DOCUMENT SEGMENT:
Start

Look, if you want to criticize Theodore Roosevelt and his progressive politics, be my guest. If you wish to state he did a lot to violate the country and its foundational origins, again, be my guest.

However, if you’re going to do that, I strongly suggest you tear Thomas Jefferson up even further than Theodore Roosevelt, since according to various sources including Liberty the God that Failed, he potentially rivaled even Barack Obama, much less Theodore Roosevelt, as a big government ogre/progressive. Let’s list some stuff he enacted when he became President under the promise of ending Federalism (as you can read here: http://distributistreview.com/review-liberty-the-god-that-failed-part-i/):

“1. His call for the shooting of Tory counter-revolutionaries who should have been treated as prisoners of war, pursuant to a bill of attainder he himself drafted and pushed through the Virginia legislature.

2. Jefferson’s support for the early Jacobin massacres as expressed in the “Adam and Eve” letter.

3. His lifelong ownership of slaves, some of whom he had flogged for attempting to escape, and his continued slave trading while President.

4. Endorsement of state law prosecutions for “seditious libel” against the President and Congress.

5. His approval of an expedient and quite illegal “amendment” of the Constitution by the Republican-controlled House to expand the definition of “high crimes and misdemeanors” in order to facilitate the impeachment of his Federalist opponent, Judge Pickering, for drunkenness.

End

EXERCISE REQUIREMENTS:
A – Return the portion of the passage on Thomas Jefferson between "2. Jefferson’s support" and "trading while President.", inclusive, copied word for word.
B – Report each line of the records that contains the string "target", copied in full.

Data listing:
Start

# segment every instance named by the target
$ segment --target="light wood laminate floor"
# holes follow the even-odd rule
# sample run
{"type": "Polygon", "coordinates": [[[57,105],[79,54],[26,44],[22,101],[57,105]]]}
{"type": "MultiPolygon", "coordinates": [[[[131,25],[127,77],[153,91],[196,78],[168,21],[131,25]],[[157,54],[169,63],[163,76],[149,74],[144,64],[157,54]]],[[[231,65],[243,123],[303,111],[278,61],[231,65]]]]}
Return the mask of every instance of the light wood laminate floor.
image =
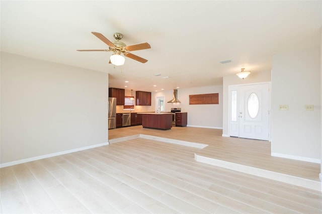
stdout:
{"type": "MultiPolygon", "coordinates": [[[[139,128],[110,130],[109,138],[137,134],[139,128]]],[[[200,143],[214,138],[207,129],[178,128],[162,136],[200,143]]],[[[320,192],[196,162],[194,154],[202,151],[137,138],[3,168],[0,211],[322,213],[320,192]]]]}
{"type": "Polygon", "coordinates": [[[270,142],[222,137],[219,129],[174,127],[163,131],[138,126],[109,130],[109,139],[138,134],[207,144],[196,154],[319,181],[319,164],[272,157],[270,142]]]}

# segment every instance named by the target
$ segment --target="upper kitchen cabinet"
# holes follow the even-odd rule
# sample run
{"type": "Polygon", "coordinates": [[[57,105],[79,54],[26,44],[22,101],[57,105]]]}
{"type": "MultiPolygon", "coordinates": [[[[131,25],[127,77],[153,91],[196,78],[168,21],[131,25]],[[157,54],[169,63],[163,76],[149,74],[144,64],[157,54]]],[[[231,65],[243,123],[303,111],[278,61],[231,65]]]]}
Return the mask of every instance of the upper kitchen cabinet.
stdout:
{"type": "Polygon", "coordinates": [[[109,97],[116,97],[116,104],[124,105],[125,90],[122,88],[109,88],[109,97]]]}
{"type": "Polygon", "coordinates": [[[136,91],[136,105],[151,105],[151,92],[136,91]]]}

End

TASK RESULTS:
A –
2. Jefferson’s support for the early Jacobin massacres as expressed in the “Adam and Eve” letter.

3. His lifelong ownership of slaves, some of whom he had flogged for attempting to escape, and his continued slave trading while President.

B –
# segment every instance named by the target
$ segment --target="light wood laminate floor"
# segment every instance named by the target
$ segment --target="upper kitchen cabinet"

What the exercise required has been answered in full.